Updated at 2:45 p.m. ET
Hurricane Delta has become a major storm, after rapidly intensifying in the Caribbean. The hurricane has sustained winds up to 140 mph and is heading toward the northern Gulf Coast, the National Hurricane Center says. It could get even stronger.
“The hurricane is in the midst of a very impressive rapid intensification episode, having strengthened over 50 [knots] during the past 24 hours,” NHC senior hurricane specialist Eric Blake said in an advisory early Tuesday.
Delta has grown at an extraordinary rate since early Monday morning, when its maximum sustained winds were only 40 mph. It quickly became a Category 4 on Tuesday, one day before it’s expected to cross over part of Mexico’s coast.
The hurricane center had previously predicted the storm could develop intensely strong winds late Tuesday and early Wednesday, but after a NOAA Hurricane Hunter aircraft measured maximum winds near 130 mph with higher gusts, the center put out a special update before noon.
As a Category 4 storm, Delta will likely cause “catastrophic damage,” according to the Saffir-Simpson Hurricane Wind Scale.
Cooler offshore waters and other conditions could weaken Delta slightly before it makes landfall on the U.S. late this week. But its winds are still expected to be very strong,
For now, Delta poses the most immediate threat to the Yucatan Peninsula, where resort spots such as Tulum and Cozumel are under a hurricane warning as the area awaits the storm center’s arrival early Wednesday.
“Additional strengthening is forecast during the next 24 hours, and Delta is forecast to be an extremely dangerous Category 4 hurricane when it reaches the Yucatan peninsula Wednesday,” the hurricane center says.

- _Rows_:
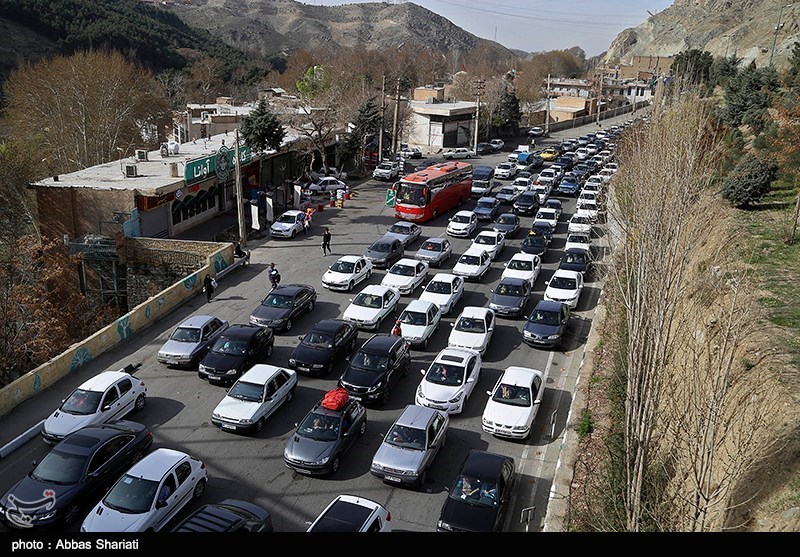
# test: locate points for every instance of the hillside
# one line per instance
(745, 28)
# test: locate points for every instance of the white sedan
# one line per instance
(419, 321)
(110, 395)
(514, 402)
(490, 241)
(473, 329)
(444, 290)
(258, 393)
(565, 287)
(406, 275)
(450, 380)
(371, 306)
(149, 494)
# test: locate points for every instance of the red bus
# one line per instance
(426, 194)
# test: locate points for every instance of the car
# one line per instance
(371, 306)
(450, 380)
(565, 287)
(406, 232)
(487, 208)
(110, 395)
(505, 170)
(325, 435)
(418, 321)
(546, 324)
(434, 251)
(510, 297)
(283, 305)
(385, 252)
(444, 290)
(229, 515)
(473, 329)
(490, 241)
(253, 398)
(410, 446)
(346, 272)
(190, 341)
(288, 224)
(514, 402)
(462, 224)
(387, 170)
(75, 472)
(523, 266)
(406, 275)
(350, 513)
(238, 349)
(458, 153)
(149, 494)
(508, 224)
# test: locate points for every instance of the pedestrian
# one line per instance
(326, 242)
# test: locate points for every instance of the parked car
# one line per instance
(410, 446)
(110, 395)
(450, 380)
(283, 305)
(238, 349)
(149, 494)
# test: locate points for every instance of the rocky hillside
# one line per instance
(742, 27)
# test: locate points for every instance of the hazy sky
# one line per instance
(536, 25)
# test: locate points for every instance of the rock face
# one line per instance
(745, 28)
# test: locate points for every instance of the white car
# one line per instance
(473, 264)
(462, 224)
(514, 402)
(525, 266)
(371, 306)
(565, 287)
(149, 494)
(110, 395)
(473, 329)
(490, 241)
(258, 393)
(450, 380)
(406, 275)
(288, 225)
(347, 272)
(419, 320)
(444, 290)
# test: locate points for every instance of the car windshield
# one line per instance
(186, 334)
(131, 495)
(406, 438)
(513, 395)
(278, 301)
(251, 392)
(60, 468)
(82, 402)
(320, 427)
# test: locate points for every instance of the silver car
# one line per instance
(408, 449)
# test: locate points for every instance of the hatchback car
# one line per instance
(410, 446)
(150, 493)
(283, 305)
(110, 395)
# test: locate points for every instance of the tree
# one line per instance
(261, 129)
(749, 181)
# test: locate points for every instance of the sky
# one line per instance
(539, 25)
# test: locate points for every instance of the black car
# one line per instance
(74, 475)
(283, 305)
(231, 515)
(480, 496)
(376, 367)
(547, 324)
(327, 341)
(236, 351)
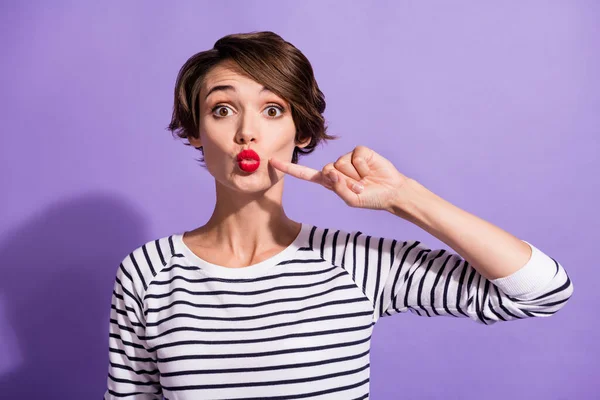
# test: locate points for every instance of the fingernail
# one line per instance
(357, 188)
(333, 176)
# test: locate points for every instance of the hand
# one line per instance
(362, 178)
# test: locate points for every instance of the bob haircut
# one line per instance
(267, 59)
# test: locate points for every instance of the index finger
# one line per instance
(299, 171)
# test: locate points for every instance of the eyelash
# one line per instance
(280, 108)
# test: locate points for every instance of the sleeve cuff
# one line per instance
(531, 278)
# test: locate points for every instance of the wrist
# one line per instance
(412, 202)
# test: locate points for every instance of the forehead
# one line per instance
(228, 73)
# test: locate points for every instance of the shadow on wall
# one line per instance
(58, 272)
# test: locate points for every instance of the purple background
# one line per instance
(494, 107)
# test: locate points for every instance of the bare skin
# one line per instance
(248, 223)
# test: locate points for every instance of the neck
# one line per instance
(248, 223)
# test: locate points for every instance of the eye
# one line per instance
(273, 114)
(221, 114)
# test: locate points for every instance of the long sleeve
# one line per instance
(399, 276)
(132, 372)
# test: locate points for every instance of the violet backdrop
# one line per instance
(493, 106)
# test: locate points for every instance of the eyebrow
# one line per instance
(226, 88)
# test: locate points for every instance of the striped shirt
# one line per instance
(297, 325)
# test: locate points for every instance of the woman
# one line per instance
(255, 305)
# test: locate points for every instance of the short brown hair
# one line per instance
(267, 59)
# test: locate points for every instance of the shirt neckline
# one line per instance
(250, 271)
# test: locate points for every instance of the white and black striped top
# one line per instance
...
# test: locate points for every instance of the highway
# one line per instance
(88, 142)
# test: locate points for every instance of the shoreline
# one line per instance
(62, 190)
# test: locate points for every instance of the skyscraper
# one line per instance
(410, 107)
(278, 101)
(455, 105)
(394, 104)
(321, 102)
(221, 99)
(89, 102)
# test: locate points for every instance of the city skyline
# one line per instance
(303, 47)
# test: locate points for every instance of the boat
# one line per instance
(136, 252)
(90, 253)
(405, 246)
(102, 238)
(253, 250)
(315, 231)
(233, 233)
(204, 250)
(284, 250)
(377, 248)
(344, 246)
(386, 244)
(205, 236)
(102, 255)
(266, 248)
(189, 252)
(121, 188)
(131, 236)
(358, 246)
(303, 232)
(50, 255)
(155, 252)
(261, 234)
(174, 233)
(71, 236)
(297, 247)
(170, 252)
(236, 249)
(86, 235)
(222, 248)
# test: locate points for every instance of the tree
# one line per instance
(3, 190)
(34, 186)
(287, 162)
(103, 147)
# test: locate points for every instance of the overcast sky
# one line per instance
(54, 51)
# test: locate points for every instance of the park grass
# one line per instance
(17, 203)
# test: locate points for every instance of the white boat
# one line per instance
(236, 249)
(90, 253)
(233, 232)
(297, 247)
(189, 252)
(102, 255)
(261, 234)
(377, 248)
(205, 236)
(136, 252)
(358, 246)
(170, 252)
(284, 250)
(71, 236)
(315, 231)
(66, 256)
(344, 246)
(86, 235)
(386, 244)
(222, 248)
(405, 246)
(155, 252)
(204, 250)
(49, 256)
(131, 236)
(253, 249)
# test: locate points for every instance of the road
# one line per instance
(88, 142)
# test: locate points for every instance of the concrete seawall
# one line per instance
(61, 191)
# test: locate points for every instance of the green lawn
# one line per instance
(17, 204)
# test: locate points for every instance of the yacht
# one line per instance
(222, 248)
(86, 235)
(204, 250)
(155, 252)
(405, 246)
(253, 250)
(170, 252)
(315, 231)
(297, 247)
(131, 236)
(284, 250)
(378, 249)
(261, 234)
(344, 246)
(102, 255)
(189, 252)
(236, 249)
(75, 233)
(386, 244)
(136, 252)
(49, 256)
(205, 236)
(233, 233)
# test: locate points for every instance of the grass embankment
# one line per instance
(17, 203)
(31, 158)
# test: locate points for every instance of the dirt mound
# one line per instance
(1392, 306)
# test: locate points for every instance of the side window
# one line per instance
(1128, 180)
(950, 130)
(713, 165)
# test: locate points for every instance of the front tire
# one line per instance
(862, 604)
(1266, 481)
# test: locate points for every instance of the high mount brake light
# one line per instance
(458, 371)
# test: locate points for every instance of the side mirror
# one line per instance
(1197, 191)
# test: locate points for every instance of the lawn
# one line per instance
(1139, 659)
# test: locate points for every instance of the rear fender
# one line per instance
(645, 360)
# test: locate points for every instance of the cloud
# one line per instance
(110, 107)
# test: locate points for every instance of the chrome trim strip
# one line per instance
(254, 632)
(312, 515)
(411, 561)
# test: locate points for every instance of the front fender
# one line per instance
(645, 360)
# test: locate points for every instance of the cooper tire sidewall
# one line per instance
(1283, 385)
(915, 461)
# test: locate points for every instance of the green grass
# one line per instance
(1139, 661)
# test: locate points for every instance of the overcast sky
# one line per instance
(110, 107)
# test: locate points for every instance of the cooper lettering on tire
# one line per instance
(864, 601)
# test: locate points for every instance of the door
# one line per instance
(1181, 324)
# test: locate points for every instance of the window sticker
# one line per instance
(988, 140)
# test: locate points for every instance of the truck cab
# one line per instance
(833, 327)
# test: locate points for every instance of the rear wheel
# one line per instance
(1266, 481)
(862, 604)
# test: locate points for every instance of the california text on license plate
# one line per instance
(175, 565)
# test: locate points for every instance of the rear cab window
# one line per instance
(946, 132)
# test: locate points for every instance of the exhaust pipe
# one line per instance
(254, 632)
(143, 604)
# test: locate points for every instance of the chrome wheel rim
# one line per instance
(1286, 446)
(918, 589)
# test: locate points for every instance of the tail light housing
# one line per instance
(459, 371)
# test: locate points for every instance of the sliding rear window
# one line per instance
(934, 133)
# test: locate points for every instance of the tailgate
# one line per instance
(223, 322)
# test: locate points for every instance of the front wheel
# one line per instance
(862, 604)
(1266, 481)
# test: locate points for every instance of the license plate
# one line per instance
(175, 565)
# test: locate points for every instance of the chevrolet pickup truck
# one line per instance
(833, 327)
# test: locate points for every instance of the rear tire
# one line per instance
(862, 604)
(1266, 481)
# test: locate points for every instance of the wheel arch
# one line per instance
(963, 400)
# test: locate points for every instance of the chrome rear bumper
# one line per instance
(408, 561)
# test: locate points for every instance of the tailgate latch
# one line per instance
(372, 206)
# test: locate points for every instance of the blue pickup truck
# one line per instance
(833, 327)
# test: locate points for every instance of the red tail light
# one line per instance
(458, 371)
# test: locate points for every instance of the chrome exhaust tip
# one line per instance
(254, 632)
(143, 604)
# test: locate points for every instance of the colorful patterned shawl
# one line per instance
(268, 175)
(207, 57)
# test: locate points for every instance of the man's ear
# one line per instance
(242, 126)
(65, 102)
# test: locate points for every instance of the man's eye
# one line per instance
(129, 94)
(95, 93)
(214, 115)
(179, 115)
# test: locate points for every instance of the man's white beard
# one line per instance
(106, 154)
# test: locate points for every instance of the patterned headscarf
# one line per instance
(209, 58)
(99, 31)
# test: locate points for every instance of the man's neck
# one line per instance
--
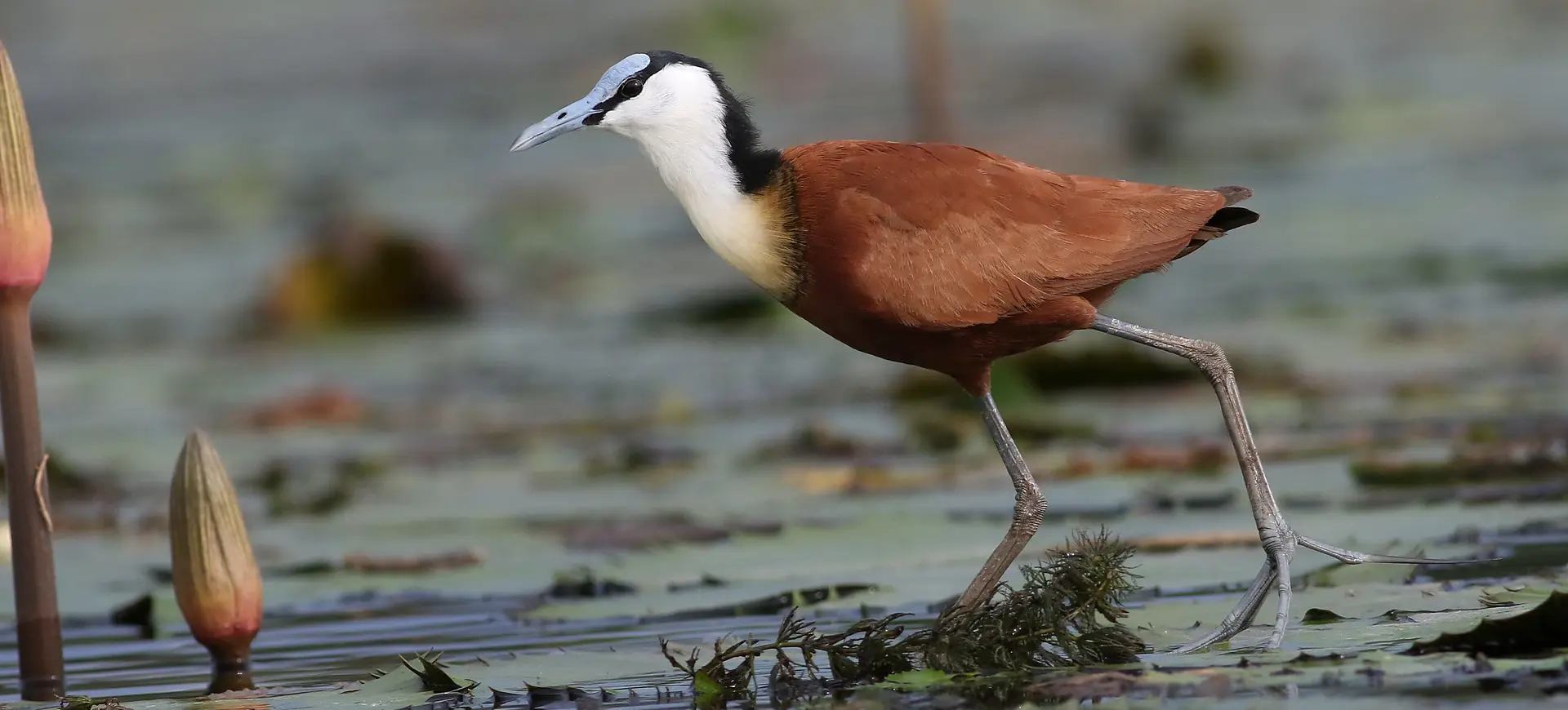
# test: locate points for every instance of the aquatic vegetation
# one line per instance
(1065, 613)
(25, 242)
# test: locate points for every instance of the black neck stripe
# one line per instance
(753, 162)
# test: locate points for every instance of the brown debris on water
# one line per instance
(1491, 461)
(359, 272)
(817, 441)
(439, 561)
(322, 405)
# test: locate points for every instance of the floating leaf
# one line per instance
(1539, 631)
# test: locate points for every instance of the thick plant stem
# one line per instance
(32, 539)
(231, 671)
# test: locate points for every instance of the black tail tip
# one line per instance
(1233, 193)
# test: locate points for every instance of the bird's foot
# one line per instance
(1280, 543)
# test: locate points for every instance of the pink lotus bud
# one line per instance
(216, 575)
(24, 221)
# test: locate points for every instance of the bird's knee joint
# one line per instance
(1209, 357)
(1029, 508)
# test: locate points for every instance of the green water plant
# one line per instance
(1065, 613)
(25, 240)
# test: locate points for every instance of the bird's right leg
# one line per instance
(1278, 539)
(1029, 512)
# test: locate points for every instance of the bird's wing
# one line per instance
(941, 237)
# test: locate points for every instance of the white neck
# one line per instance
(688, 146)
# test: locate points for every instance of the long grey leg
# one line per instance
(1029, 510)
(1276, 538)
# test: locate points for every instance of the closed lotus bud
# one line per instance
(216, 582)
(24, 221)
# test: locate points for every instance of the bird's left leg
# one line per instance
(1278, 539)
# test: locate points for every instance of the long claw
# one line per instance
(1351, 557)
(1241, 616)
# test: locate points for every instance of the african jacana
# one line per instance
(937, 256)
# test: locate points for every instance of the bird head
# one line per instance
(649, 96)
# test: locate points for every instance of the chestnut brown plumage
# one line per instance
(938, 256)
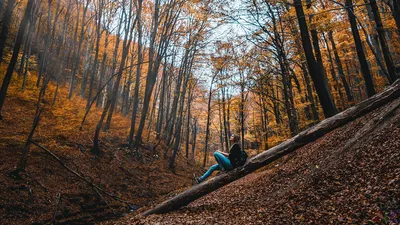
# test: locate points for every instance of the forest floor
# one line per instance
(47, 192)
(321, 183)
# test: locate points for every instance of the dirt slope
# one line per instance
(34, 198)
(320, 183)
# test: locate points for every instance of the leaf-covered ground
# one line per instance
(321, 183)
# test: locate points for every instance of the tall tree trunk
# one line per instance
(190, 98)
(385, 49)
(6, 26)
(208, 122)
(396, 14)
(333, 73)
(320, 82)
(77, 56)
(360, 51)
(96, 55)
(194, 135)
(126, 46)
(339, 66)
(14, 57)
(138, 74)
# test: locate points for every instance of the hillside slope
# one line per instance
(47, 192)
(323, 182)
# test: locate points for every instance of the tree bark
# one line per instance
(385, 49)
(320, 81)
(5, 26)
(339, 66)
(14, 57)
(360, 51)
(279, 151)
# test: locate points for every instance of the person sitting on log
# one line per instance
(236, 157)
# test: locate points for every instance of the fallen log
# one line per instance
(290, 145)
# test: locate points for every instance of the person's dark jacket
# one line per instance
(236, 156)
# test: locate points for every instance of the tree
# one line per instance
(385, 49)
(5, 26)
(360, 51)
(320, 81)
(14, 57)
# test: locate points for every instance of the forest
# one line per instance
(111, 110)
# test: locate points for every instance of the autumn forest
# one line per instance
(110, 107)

- _Tasks and exercises_:
1. According to the hurricane article, what were Delta's maximum sustained winds early Monday morning?
2. Set down the hurricane article between "Updated at 2:45" and "get even stronger.", inclusive, with every word unchanged.

- _Complete answers_:
1. Only 40 mph.

2.
Updated at 2:45 p.m. ET
Hurricane Delta has become a major storm, after rapidly intensifying in the Caribbean. The hurricane has sustained winds up to 140 mph and is heading toward the northern Gulf Coast, the National Hurricane Center says. It could get even stronger.